Provided passage >>

-*-*-

An aspect of the disclosure provides for a method for training a machine learning model with differentially private labels including: receiving, by one or more processors, a training dataset and plurality of model weights; computing, by the one or more processors, a plurality of gradients from the training dataset and plurality of model weights based on one or more parameters for training the machine learning model; aggregating, by the one or more processors, the plurality of gradients and adding, by the one or more processors, noise to the plurality of gradients based on a privacy parameter to generate a noisy aggregated gradient; denoising, by the one or more processors, the noisy aggregated gradient via projecting to generate a projection-based gradient; and updating, by the one or more processors, the plurality of model weights to generate a plurality of updated model weights based on the projection-based gradient. Another aspect of the disclosure provides for a system including one or more processors; and one or more storage devices coupled to the one or more processors and storing instructions that, when executed by the one or more processors, cause the one or more processors to perform operations for the method for training a machine learning model with differentially private labels. Yet another aspects of the disclosure provides for a non-transitory computer readable medium for storing instructions that, when executed by one or more processors, cause the one or more processors to perform operations for the method for training a machine learning model with differentially private labels.

In an example, the one or more parameters include at least one of learning rate, number of training iterations, batch size, noise multiplier, or gradient norm bound. In another example, the privacy parameter is below a threshold value indicating a high privacy domain.

In yet another example, the method further includes clipping, by the one or more processors, the plurality of gradients.

In yet another example, the method further includes iteratively performing the computing, aggregating, denoising, and updating for a number of training iterations. In yet another example, the method further includes outputting, by the one or more processors, a trained machine learning model with trained model weights after performing the number of training iterations.

In yet another example, denoising the noisy aggregated gradient further includes projecting the noisy aggregated gradient onto a span of per-example per-class gradients. In yet another example, denoising the noisy aggregated gradient further includes projecting the noisy aggregated gradient onto a convex hull of per-example per-class gradients. In yet another example, denoising the noisy aggregated gradient further includes projecting the noisy aggregated gradient onto a convex hull of per-example per-class gradients based on a random batch of examples generated from the training dataset.

In yet another example, denoising the noisy aggregated gradient further includes performing auto-differentiation. In yet another example, performing auto-differentiation further includes performing forward mode auto-differentiation to cumulatively compute a Jacobian-vector product of the projection-based gradient. In yet another example, performing auto-differentiation further includes performing reverse mode auto-differentiation to cumulatively compute a vector-Jacobian product of the projection-based gradient.

In yet another example, denoising the noisy aggregated gradient further includes smoothing a projection coefficient of the projection-based gradient using regularization.

BRIEF DESCRIPTION OF THE DRAWINGS

FIG. 1 depicts a block diagram of an example projection-based denoiser according to aspects of the disclosure.

-*-*-

Excerpts of labeled region data >>
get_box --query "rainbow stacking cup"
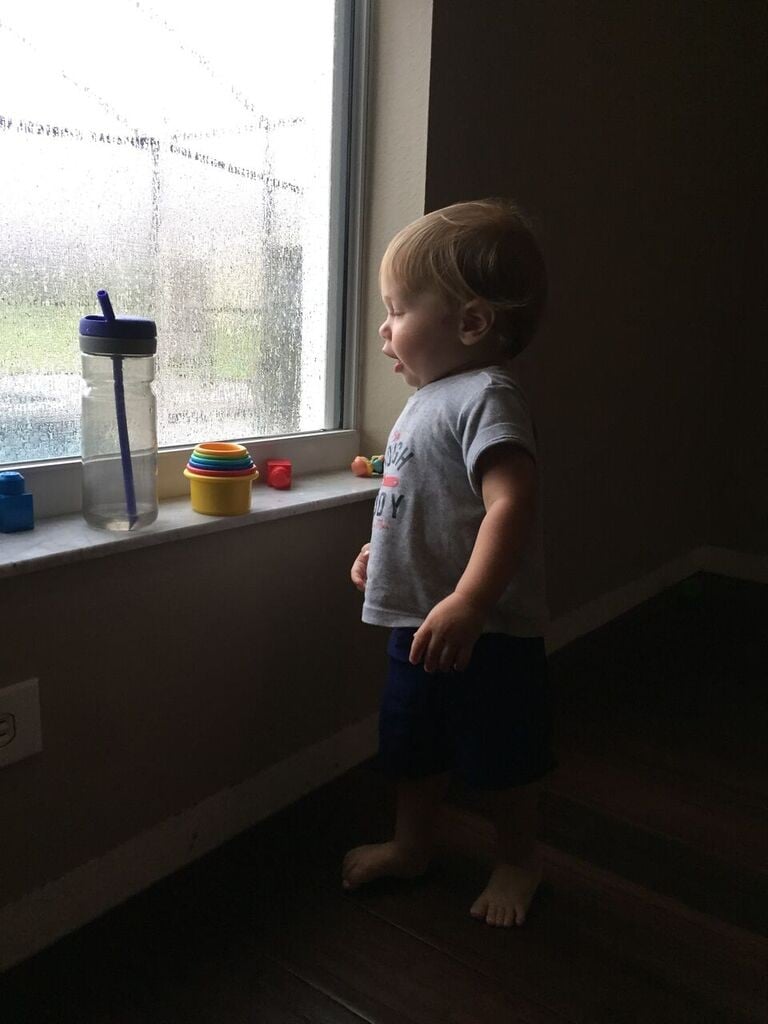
[184,441,259,515]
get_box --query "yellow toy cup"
[184,466,259,515]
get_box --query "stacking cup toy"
[184,441,259,515]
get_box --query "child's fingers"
[424,633,450,673]
[408,626,431,668]
[438,643,457,672]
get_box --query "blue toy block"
[0,472,35,534]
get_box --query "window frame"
[0,0,373,518]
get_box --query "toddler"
[343,200,556,927]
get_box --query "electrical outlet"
[0,679,43,768]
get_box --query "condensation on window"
[0,0,335,464]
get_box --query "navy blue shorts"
[378,628,557,790]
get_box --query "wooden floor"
[0,574,768,1024]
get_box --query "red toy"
[266,459,293,490]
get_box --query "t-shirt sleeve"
[460,384,537,496]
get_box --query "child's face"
[379,279,470,387]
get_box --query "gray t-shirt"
[362,367,549,637]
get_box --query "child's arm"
[411,444,537,672]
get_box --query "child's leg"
[342,774,450,889]
[470,782,542,927]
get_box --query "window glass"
[0,0,342,463]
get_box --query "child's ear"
[459,299,494,345]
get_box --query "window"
[0,0,359,464]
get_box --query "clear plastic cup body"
[81,352,158,530]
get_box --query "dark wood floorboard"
[0,574,768,1024]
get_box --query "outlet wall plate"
[0,679,43,768]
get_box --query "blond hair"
[379,199,547,355]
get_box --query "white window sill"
[0,469,381,577]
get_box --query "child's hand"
[409,594,485,672]
[349,544,371,592]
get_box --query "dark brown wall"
[426,0,767,614]
[0,502,386,907]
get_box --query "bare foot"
[341,841,430,889]
[469,856,543,928]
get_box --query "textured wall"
[0,502,385,906]
[426,0,766,614]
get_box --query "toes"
[469,898,488,919]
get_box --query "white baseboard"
[0,715,378,970]
[0,547,768,970]
[547,547,768,654]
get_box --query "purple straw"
[96,288,138,529]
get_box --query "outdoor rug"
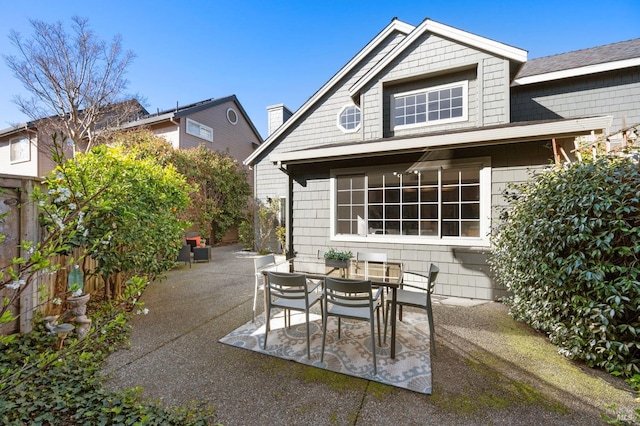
[220,310,431,394]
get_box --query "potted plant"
[324,248,353,268]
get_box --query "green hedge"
[490,156,640,377]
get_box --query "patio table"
[262,259,402,359]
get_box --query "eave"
[269,116,613,165]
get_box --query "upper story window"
[337,105,360,133]
[9,137,31,163]
[392,81,469,128]
[334,159,491,241]
[227,108,238,126]
[187,118,213,142]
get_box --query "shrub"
[490,156,640,377]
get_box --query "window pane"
[351,190,364,204]
[385,221,400,235]
[402,188,418,203]
[442,204,460,219]
[402,221,418,235]
[369,205,382,219]
[460,169,480,183]
[462,185,480,201]
[420,220,438,235]
[442,221,460,237]
[384,189,400,203]
[384,206,400,219]
[462,222,480,237]
[369,189,382,203]
[337,191,351,204]
[420,204,438,219]
[337,220,351,234]
[442,169,459,185]
[420,187,438,202]
[461,203,480,219]
[402,204,418,219]
[442,186,458,203]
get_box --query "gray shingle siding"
[511,67,640,130]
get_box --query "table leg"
[391,287,398,359]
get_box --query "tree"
[120,131,251,246]
[490,151,640,377]
[43,141,192,298]
[4,17,143,156]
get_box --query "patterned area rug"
[220,311,431,394]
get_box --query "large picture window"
[335,165,490,239]
[392,81,468,128]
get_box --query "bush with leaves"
[48,141,190,298]
[490,156,640,377]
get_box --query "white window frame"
[329,157,491,247]
[185,118,213,142]
[336,104,362,133]
[389,80,469,130]
[9,136,31,164]
[227,107,238,126]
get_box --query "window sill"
[331,235,491,248]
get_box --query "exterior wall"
[511,67,640,131]
[290,141,551,300]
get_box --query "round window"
[227,108,238,125]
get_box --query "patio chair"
[320,277,381,375]
[251,254,276,322]
[384,263,440,355]
[176,244,191,268]
[264,271,324,359]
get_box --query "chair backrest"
[324,277,373,308]
[253,254,276,274]
[402,263,440,293]
[267,271,309,299]
[354,251,388,279]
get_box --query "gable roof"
[349,18,527,98]
[514,38,640,85]
[121,95,262,141]
[244,18,527,165]
[243,18,415,166]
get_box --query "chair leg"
[370,318,378,376]
[262,304,271,351]
[308,311,311,359]
[320,316,327,362]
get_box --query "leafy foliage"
[43,141,190,297]
[490,156,640,377]
[0,304,211,425]
[118,131,251,246]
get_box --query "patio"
[105,245,636,425]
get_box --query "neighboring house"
[0,95,262,179]
[121,95,262,170]
[0,99,148,177]
[245,19,640,299]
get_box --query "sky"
[0,0,640,139]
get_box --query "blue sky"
[0,0,640,138]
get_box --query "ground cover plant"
[0,302,212,425]
[490,151,640,387]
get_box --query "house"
[0,95,262,179]
[121,95,262,169]
[245,19,640,300]
[0,99,148,177]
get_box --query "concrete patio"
[104,245,639,425]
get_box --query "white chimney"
[267,104,293,136]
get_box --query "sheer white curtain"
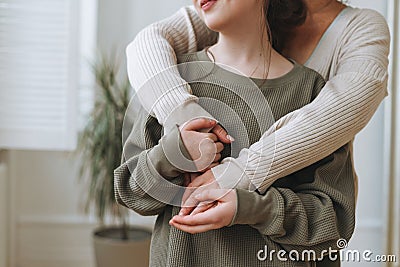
[0,0,80,150]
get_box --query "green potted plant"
[78,56,151,267]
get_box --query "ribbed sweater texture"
[127,7,390,195]
[115,51,355,267]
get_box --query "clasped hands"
[169,118,237,234]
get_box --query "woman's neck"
[209,30,293,79]
[303,0,343,15]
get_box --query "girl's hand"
[179,170,220,215]
[179,118,232,171]
[169,189,237,234]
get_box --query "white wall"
[4,0,190,267]
[343,0,387,267]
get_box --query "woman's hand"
[179,170,220,215]
[169,189,237,234]
[179,118,232,171]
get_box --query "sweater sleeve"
[232,145,355,253]
[114,116,193,216]
[212,7,390,192]
[126,7,217,129]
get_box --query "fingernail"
[226,134,235,142]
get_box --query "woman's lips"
[200,0,217,11]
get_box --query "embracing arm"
[126,7,217,131]
[231,145,355,253]
[127,7,390,195]
[212,8,390,192]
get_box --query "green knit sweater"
[115,51,355,267]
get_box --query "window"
[0,0,81,150]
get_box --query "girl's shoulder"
[340,6,387,29]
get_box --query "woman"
[116,1,364,266]
[127,0,390,201]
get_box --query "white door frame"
[383,0,400,267]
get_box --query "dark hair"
[263,0,307,52]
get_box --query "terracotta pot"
[93,227,151,267]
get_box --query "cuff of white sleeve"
[211,158,252,190]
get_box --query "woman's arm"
[114,116,189,216]
[212,10,390,192]
[126,7,217,131]
[171,145,355,255]
[127,8,390,195]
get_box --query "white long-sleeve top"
[127,7,390,192]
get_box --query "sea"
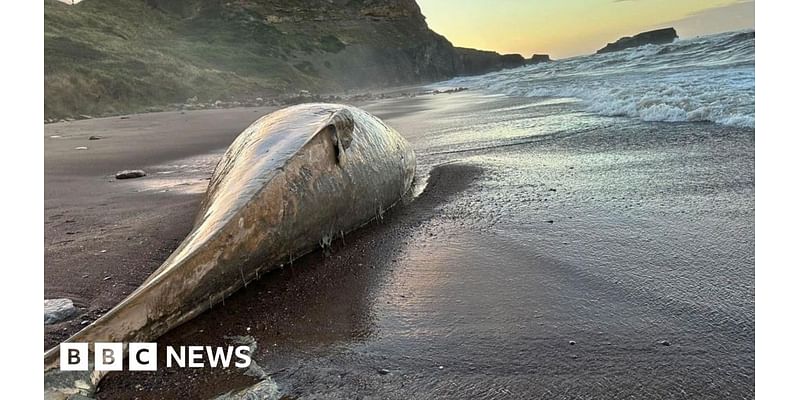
[435,30,755,128]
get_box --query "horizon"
[417,0,755,59]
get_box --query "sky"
[417,0,755,59]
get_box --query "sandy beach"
[44,90,755,399]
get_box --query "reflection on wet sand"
[98,164,481,399]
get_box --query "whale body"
[45,103,416,389]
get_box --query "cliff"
[44,0,524,118]
[597,28,678,54]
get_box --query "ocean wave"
[434,31,755,128]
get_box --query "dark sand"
[45,92,755,399]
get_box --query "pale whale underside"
[45,104,416,390]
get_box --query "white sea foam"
[434,31,755,128]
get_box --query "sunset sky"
[417,0,755,58]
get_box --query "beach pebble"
[44,299,78,325]
[115,169,147,179]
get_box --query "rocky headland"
[597,28,678,54]
[44,0,525,120]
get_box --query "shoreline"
[45,91,755,399]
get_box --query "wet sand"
[45,92,754,399]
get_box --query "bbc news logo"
[60,343,251,371]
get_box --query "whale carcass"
[45,104,416,394]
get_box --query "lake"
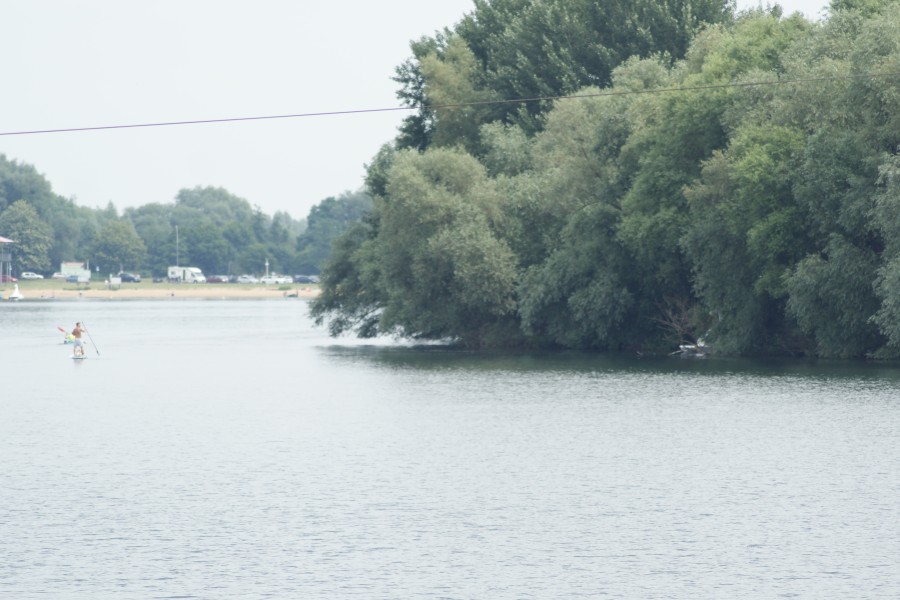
[0,299,900,600]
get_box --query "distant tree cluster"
[313,0,900,357]
[0,155,372,276]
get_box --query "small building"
[59,262,91,283]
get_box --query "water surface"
[0,300,900,599]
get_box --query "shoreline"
[0,283,320,302]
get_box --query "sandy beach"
[0,282,319,301]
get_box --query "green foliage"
[787,234,883,358]
[294,192,372,274]
[0,200,53,273]
[90,220,147,274]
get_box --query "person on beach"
[72,323,84,356]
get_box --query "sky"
[0,0,828,219]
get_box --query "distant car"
[259,273,293,285]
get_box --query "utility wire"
[0,73,900,136]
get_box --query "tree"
[90,220,147,273]
[0,200,53,273]
[294,192,372,274]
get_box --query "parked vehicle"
[169,267,206,283]
[259,273,293,285]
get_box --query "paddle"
[81,321,100,357]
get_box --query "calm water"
[0,300,900,599]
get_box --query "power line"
[0,73,900,136]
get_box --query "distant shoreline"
[0,281,320,302]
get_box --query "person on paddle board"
[72,323,85,356]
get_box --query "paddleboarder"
[72,323,85,358]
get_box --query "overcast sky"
[0,0,827,218]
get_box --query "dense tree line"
[313,0,900,357]
[0,154,372,276]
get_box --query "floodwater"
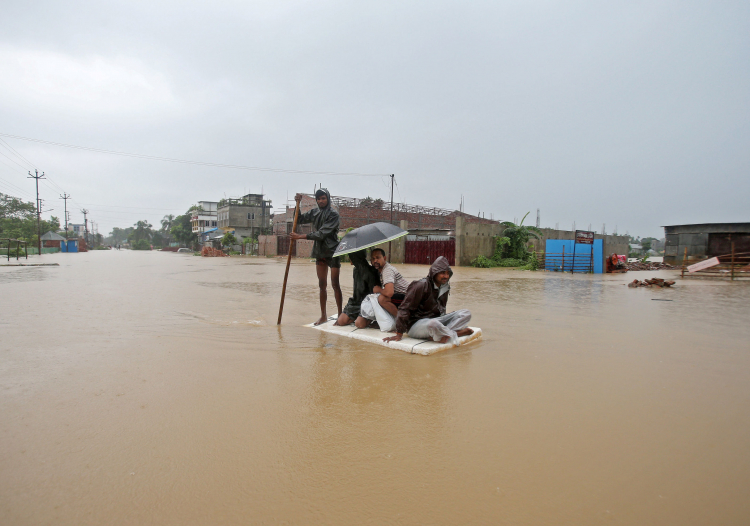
[0,251,750,526]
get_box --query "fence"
[404,239,456,265]
[539,239,604,274]
[682,243,750,281]
[0,238,29,261]
[537,253,594,273]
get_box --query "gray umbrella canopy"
[333,223,409,257]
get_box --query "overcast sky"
[0,0,750,237]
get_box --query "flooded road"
[0,251,750,526]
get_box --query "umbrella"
[333,223,409,257]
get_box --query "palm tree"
[161,214,174,233]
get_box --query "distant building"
[217,194,271,243]
[68,223,86,237]
[273,195,498,235]
[190,201,219,234]
[42,230,65,248]
[664,223,750,265]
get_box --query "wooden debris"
[628,278,675,289]
[625,261,680,270]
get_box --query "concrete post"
[456,216,466,267]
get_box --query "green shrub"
[496,258,526,267]
[471,256,497,268]
[521,252,539,270]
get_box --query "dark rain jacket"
[396,256,453,334]
[344,250,380,320]
[297,192,339,259]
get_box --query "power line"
[0,133,390,177]
[0,152,27,170]
[0,139,36,172]
[29,170,44,256]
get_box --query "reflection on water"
[0,251,750,525]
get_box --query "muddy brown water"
[0,251,750,526]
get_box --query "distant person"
[383,256,474,345]
[334,250,380,329]
[289,188,343,325]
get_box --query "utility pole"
[28,170,44,256]
[388,174,396,261]
[81,208,89,248]
[60,192,70,239]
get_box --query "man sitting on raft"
[370,248,409,318]
[383,256,474,345]
[334,250,380,329]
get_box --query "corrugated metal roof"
[42,230,65,241]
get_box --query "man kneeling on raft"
[383,256,474,345]
[334,250,380,329]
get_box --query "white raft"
[305,317,482,356]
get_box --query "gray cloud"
[0,2,750,235]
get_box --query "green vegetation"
[0,193,60,246]
[471,212,542,270]
[221,232,237,247]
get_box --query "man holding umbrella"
[289,188,343,325]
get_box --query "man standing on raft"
[383,256,474,345]
[289,188,342,325]
[334,250,380,329]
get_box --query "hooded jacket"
[396,256,453,334]
[344,250,380,319]
[297,188,339,259]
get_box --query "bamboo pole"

-*-*-

Goals >>
(a) Extract each line of the listing that contains the string "concrete". Matching is case-sensitive.
(b) Resume the passage on training a machine learning model with differentially private labels, starting right after its last sentence.

Answers in order >>
(a)
get_box --query "concrete patio"
get_box --query "concrete post"

(b)
FIG. 2 depicts a block diagram of a projection-based label differential privacy training system for training machine learning models with differentially private labels according to aspects of the disclosure.

FIG. 3 depicts a block diagram of an example environment for implementing a projection-based training system according to aspects of the disclosure.

FIG. 4 depicts a block diagram illustrating one or more machine learning model architectures according to aspects of the disclosure.

FIG. 5 depicts a flow diagram of an example process for an iteration of training one or more machine learning models using differentially private labels according to aspects of the disclosure.

FIG. 6 depicts a flow diagram of an example process for training one or more machine learning models using differentially private labels according to aspects of the disclosure.

FIG. 7 depicts a table evaluating an example projection-based training system according to aspects of the disclosure.

FIG. 8 depicts a table evaluating an example projection-based training system implementing self-supervised learning techniques according to aspects of the disclosure.

FIG. 9 depicts a table evaluating an example projection-based training system with user-level privacy according to aspects of the disclosure.

DETAILED DESCRIPTION

The technology relates generally to training one or more machine learning models using label differential privacy that interleaves gradient projections with private stochastic gradient descent. Training the machine learning models in this manner improves upon state-of-the-art label differential privacy, particularly in a high privacy domain. As an example, the labels can be conversion labels, which indicate whether an action, e.g., a purchase of an item, was completed or not in response to interacting with digital content, e.g., clicking on an advertisement for the item. The machine learning models can be regression models implementing squared loss or Poisson log loss objectives, as examples.

The training process includes receiving initial model weights and a training dataset for training the machine learning model. The training dataset can include features and labels. As an example, the training dataset can include conversion labels indicating whether an action was completed or not in response to interacting with digital content. The training process also receives a denoiser for denoising gradients calculated during training iterations of the training process. The training process can further include receiving one or more parameters for adjusting the training of the machine learning model, such as learning rate, number of training iterations, batch size, noise multiplier based on a privacy parameter, gradient norm bound. For the high privacy domain, the privacy parameter can be below a threshold value, e.g., less than 1. The training process can output a trained machine learning model with trained model weights, such as after the number of training iterations indicated in the one or more parameters.

A training iteration can include computing a plurality of gradients from the initial model weights and training dataset based on the one or more parameters. The training iteration can further include clipping each of the plurality of gradients for ensuring differential privacy, so that noise to be added is sufficient to mask the contribution of any individual gradient. The training iteration can also include aggregating the plurality of gradients and adding noise based on the privacy parameter to generate a noisy aggregated gradient. The training iteration then includes denoising the noisy aggregated gradient using the denoiser to generate a projection-based gradient representing a denoised aggregated gradient. The training iteration further includes updating the initial model weights to generate updated model weights based on the projection-based gradient to improve performance of the machine learning model.

The denoiser can denoise the noisy aggregated gradient using structural priors computed based on input features of the training dataset. Example denoisers can include a self-span denoiser, a self-conv denoiser, and/or an alt-conv denoiser.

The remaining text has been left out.